Aim of the task: Each line of the data below containing "kitchen" needs to be listed.

Data to examine:
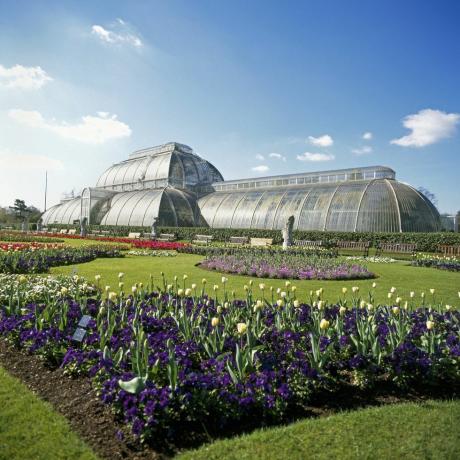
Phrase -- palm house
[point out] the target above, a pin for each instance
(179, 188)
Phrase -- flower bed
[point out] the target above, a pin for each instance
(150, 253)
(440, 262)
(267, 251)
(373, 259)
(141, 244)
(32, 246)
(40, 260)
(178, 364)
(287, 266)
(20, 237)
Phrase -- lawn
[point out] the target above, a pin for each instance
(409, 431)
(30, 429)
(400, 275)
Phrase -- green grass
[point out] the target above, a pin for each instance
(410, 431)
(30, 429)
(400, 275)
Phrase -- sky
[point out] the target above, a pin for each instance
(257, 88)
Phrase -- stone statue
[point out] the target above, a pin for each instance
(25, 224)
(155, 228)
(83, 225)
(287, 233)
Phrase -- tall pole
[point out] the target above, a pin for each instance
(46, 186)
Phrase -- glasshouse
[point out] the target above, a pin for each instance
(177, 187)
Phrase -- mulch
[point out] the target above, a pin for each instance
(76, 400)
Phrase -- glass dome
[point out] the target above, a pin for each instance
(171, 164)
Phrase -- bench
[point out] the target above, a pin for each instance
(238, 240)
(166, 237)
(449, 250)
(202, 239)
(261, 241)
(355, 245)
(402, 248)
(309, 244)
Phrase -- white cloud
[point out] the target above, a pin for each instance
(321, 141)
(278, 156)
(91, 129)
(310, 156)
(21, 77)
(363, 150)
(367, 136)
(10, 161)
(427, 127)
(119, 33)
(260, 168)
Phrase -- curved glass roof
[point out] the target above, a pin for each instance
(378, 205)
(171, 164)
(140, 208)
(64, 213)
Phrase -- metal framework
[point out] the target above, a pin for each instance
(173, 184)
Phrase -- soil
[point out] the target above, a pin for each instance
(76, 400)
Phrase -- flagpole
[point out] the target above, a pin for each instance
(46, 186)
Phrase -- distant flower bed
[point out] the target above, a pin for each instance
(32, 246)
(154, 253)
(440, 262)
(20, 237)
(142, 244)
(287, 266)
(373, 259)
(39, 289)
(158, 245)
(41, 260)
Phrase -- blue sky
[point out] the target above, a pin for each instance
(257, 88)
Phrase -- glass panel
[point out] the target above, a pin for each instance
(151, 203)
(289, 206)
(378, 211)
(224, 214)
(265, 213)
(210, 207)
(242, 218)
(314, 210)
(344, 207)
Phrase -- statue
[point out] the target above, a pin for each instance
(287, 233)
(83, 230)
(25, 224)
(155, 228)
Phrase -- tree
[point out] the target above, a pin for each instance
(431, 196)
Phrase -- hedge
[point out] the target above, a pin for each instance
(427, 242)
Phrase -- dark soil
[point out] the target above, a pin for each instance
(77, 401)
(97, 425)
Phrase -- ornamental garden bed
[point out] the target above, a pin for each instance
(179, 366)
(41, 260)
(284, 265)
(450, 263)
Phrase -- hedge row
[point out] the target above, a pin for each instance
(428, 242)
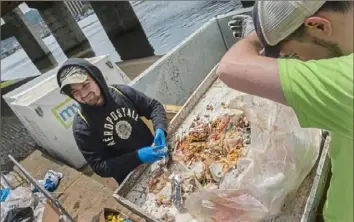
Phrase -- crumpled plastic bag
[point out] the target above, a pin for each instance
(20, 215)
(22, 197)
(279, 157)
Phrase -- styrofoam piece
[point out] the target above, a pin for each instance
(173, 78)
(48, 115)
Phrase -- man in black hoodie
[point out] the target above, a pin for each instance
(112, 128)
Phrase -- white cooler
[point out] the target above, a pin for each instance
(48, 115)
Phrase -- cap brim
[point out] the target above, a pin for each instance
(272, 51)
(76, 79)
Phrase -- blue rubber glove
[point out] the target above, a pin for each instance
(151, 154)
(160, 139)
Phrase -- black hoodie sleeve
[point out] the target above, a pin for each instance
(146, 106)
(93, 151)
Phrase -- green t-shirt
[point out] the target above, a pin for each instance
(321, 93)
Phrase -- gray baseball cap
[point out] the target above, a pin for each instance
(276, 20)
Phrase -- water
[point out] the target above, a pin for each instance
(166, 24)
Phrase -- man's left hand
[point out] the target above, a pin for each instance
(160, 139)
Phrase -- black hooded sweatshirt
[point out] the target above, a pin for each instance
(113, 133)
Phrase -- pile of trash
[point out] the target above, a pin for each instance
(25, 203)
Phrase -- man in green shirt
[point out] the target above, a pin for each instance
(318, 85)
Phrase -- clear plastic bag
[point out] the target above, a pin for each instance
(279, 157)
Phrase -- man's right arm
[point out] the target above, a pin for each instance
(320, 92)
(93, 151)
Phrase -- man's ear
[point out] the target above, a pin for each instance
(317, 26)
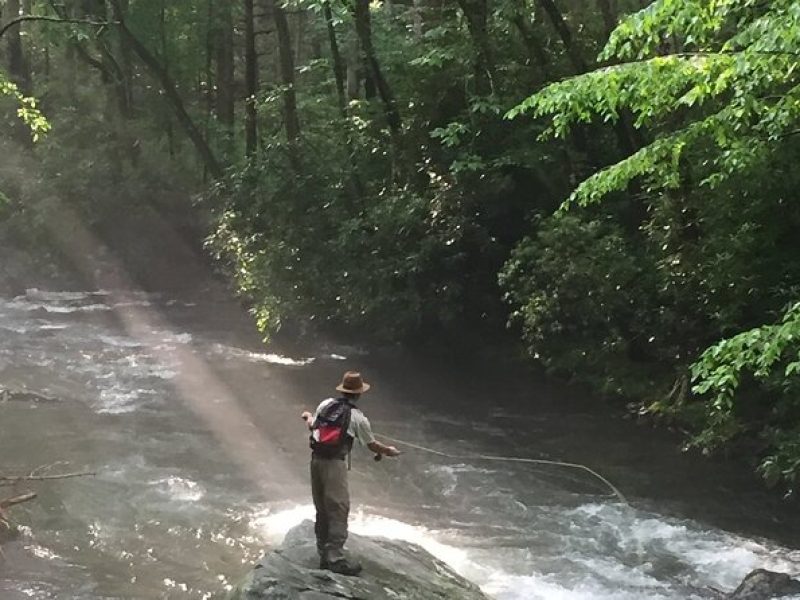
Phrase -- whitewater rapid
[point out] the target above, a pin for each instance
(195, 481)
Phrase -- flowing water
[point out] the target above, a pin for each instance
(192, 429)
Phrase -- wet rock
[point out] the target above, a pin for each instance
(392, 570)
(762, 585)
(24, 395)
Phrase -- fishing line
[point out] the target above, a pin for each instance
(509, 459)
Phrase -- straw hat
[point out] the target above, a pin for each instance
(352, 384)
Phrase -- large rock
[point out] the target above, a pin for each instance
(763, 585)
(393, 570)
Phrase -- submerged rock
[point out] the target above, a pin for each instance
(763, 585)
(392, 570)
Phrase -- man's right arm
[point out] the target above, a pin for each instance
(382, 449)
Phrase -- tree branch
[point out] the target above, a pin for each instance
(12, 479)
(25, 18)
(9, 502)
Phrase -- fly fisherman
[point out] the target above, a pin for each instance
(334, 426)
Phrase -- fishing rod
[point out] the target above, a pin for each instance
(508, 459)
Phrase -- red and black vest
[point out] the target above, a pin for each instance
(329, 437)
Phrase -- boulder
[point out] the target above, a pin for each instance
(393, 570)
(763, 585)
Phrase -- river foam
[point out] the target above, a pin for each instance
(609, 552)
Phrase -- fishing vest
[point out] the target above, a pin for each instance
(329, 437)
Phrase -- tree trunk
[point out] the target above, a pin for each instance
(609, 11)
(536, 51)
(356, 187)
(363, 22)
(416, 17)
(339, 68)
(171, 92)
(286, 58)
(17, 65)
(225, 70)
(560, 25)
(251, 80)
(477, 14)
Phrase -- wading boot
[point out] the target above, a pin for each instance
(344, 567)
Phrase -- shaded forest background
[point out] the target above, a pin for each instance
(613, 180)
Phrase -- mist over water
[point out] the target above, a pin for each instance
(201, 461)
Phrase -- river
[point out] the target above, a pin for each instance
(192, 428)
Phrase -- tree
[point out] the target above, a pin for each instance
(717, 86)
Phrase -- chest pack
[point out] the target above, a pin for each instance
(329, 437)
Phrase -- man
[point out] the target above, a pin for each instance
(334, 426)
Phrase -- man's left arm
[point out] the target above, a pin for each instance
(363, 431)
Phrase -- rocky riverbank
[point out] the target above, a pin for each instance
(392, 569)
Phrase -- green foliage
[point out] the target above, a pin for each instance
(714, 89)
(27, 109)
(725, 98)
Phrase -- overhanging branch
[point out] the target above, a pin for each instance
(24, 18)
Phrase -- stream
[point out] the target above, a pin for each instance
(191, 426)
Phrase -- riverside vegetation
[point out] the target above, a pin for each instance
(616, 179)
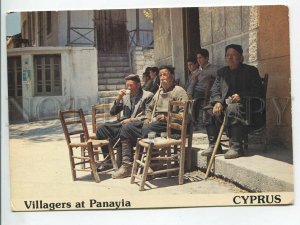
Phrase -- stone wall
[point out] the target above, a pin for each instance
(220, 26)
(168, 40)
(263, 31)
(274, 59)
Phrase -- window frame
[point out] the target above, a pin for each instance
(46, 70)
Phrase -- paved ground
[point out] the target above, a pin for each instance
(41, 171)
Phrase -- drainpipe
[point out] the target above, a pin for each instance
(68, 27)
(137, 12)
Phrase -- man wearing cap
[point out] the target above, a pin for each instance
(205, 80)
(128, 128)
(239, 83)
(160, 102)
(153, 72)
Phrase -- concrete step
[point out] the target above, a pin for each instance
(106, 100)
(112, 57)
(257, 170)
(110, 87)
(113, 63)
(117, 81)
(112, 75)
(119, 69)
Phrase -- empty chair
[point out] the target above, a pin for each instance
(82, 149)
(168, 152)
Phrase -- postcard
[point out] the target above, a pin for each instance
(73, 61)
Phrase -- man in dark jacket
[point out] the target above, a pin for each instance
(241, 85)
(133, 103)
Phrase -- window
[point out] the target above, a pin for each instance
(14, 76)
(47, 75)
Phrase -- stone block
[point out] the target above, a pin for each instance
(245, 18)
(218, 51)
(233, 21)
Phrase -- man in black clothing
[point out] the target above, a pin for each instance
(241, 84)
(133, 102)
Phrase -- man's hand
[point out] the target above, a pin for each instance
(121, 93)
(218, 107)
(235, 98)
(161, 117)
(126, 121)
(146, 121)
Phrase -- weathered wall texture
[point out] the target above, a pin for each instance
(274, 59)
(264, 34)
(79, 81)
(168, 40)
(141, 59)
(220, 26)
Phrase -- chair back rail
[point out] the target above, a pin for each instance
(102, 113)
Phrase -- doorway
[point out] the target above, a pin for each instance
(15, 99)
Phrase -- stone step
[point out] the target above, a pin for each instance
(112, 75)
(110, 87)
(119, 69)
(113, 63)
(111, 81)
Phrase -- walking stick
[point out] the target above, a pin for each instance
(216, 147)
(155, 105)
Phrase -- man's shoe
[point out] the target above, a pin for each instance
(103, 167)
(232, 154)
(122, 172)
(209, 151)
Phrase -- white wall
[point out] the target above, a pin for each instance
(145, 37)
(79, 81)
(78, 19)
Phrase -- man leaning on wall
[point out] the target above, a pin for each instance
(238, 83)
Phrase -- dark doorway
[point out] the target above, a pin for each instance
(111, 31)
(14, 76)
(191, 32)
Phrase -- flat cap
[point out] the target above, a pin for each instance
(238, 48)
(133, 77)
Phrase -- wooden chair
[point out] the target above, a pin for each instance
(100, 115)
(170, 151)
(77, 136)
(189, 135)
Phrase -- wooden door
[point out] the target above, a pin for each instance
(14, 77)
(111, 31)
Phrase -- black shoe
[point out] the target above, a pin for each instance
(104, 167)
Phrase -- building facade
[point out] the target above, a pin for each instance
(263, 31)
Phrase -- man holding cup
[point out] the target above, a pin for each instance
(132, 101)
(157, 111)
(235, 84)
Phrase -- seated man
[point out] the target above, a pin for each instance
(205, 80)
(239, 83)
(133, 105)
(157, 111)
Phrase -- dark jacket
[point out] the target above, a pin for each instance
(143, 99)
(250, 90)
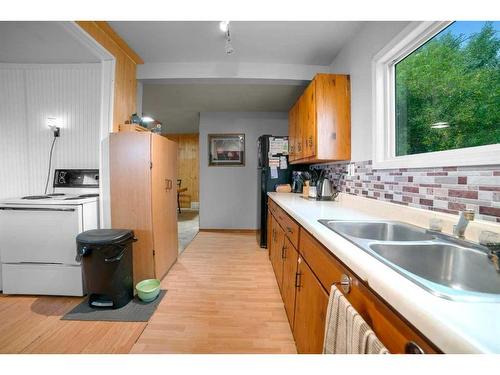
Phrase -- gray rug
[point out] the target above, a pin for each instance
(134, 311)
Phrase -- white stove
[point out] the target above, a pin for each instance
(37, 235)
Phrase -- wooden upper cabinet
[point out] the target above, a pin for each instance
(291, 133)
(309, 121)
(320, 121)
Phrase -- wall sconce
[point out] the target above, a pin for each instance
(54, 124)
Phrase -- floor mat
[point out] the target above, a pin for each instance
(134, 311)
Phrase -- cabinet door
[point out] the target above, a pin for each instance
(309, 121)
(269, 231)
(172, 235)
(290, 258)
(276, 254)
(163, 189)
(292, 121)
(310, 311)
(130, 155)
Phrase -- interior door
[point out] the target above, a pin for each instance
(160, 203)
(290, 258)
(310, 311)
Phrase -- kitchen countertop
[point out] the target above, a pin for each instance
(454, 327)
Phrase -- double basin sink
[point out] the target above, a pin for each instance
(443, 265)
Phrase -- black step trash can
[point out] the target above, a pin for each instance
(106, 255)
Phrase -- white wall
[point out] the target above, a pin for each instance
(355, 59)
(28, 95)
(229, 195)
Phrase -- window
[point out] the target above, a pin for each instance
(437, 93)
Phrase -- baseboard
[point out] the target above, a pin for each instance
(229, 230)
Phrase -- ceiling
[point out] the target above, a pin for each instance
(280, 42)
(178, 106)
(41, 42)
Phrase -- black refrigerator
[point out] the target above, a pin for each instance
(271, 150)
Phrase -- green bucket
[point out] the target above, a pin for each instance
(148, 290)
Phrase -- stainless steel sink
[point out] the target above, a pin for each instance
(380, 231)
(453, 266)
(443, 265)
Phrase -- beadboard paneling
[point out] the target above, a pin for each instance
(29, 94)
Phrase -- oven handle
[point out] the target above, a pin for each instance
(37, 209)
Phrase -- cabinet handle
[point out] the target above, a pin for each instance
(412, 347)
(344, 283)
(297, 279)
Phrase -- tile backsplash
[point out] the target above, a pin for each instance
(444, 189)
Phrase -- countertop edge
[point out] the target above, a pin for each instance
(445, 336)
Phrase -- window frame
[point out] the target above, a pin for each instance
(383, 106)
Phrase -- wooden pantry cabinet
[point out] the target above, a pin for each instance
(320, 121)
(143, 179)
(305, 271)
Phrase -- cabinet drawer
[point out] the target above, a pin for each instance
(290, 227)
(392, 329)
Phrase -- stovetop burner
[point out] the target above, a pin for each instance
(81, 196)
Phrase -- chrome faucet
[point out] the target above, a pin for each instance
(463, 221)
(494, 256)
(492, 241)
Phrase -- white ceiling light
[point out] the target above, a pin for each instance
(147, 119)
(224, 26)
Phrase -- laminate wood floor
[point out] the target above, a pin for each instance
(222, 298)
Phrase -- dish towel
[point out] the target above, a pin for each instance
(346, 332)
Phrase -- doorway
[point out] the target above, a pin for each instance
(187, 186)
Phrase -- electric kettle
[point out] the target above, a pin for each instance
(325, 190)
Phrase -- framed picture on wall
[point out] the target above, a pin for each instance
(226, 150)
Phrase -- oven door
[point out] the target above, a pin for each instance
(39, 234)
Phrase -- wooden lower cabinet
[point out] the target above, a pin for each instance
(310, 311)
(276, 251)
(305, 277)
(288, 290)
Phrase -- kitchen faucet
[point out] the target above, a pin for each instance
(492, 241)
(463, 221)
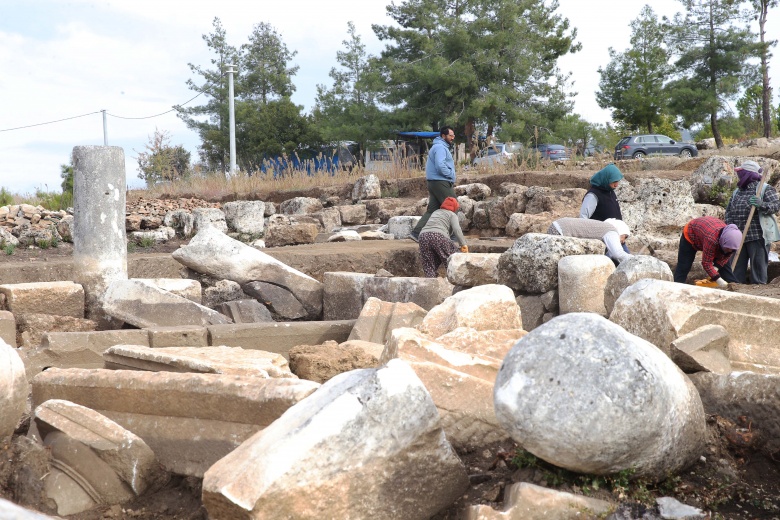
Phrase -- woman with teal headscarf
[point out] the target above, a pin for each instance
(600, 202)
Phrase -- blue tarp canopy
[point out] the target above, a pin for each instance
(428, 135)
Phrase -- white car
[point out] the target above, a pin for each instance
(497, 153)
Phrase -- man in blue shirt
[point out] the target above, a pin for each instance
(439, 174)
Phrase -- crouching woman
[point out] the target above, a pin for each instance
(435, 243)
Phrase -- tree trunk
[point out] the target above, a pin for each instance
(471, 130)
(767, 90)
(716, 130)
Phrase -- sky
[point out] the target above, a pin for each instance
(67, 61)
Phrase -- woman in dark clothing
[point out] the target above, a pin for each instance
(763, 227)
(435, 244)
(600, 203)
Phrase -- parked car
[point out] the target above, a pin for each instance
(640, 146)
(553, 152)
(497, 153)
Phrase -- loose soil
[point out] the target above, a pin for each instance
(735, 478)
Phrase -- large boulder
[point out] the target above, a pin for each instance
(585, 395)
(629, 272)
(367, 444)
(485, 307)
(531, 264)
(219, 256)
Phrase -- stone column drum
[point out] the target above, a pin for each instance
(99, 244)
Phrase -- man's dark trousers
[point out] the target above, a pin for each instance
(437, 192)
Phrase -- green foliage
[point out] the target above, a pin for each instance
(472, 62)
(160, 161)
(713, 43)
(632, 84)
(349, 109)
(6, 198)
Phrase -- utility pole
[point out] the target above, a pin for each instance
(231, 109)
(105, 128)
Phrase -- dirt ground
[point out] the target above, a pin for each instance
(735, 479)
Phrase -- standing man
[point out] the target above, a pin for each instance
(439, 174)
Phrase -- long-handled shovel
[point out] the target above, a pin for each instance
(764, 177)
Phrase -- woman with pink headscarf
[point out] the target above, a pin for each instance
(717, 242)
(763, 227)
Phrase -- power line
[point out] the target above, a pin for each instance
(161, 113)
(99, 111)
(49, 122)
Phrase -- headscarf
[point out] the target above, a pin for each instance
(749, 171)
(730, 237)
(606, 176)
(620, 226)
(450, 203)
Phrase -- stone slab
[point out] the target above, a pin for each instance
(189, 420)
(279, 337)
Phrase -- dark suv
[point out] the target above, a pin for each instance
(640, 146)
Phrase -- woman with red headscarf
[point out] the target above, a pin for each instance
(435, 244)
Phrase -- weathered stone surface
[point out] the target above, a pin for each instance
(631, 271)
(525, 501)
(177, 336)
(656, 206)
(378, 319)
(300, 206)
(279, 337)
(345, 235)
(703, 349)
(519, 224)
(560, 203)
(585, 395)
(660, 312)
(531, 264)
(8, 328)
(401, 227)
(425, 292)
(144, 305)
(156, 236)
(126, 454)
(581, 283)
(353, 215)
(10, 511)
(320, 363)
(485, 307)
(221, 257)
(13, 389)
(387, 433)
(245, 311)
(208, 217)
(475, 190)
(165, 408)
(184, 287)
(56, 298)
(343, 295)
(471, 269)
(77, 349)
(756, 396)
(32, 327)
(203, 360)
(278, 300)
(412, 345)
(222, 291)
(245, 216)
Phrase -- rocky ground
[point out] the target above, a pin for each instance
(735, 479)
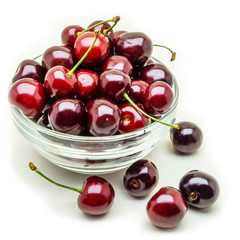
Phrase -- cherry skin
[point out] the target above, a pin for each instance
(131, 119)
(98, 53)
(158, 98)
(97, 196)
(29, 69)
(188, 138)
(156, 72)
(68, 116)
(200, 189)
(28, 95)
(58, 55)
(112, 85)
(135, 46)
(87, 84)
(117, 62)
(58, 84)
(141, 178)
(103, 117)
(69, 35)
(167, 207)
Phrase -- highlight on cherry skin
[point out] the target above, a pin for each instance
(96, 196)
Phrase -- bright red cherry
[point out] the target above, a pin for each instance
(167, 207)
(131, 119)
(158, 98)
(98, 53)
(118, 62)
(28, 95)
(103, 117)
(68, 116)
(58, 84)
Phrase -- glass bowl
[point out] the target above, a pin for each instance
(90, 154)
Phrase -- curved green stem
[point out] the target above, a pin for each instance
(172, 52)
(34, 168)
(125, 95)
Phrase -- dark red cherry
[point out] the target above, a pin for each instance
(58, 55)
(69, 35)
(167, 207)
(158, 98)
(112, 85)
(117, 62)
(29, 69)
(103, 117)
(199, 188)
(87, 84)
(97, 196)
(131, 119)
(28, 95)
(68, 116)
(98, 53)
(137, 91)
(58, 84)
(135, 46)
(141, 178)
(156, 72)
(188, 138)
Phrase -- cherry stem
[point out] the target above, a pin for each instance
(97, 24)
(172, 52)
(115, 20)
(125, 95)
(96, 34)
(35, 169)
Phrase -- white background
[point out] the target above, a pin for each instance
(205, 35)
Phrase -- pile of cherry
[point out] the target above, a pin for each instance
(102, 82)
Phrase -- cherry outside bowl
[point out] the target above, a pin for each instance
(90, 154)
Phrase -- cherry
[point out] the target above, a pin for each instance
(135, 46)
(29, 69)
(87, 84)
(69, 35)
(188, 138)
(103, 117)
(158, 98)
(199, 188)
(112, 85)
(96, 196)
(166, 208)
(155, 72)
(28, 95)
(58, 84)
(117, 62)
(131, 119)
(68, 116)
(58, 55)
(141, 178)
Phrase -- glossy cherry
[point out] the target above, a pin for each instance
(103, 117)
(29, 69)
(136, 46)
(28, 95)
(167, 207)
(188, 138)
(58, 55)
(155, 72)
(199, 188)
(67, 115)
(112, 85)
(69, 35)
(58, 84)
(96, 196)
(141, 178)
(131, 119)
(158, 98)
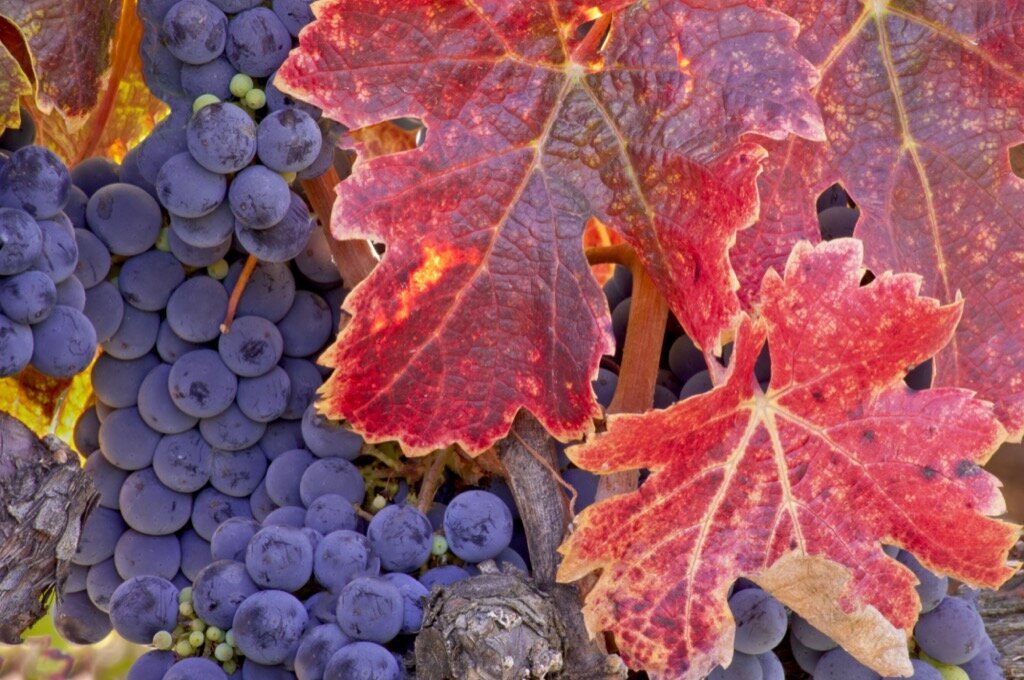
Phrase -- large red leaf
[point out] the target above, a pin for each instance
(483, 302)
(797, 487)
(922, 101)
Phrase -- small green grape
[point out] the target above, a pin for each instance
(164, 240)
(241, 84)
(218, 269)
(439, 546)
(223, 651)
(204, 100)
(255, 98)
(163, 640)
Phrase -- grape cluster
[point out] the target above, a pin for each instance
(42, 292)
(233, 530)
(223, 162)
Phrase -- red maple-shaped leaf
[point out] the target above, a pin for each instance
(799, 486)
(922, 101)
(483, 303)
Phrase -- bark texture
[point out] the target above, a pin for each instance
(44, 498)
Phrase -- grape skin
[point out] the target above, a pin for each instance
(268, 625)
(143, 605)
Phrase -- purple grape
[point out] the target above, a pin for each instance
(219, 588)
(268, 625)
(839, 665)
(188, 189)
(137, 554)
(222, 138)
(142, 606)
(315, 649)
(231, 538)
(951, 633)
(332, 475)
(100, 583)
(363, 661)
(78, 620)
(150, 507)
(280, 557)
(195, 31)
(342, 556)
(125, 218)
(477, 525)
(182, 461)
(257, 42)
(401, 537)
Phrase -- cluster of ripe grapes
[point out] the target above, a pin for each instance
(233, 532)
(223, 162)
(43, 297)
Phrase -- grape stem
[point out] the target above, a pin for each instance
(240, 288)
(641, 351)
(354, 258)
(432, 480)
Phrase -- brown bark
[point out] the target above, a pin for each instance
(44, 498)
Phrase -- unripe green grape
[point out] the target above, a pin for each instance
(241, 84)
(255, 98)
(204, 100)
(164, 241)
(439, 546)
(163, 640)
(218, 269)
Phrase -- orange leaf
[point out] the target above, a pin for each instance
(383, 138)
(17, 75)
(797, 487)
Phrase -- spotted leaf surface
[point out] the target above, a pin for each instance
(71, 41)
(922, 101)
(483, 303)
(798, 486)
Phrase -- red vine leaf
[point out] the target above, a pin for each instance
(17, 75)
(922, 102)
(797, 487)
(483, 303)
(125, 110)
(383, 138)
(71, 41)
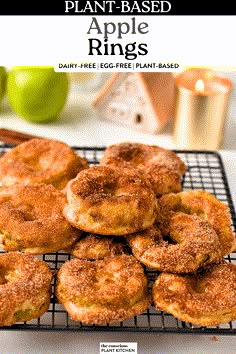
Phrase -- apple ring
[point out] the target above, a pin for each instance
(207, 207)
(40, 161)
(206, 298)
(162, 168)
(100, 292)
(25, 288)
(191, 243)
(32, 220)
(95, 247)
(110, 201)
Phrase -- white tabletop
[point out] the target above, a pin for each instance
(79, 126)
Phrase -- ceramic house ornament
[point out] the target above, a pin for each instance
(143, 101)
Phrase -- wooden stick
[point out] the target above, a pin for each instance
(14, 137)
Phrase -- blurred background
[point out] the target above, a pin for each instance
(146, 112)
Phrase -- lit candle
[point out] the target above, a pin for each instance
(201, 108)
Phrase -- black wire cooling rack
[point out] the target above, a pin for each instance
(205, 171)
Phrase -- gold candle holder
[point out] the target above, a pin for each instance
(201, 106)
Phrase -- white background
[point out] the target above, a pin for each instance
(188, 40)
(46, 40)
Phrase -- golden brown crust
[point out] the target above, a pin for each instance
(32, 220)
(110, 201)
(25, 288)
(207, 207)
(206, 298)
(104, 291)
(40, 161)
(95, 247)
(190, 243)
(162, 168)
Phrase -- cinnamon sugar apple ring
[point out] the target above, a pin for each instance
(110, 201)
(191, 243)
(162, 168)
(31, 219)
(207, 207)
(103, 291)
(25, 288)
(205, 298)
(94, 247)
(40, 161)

Solution to this task:
Phrase -- kitchen countertop
Phrase -- kitchen faucet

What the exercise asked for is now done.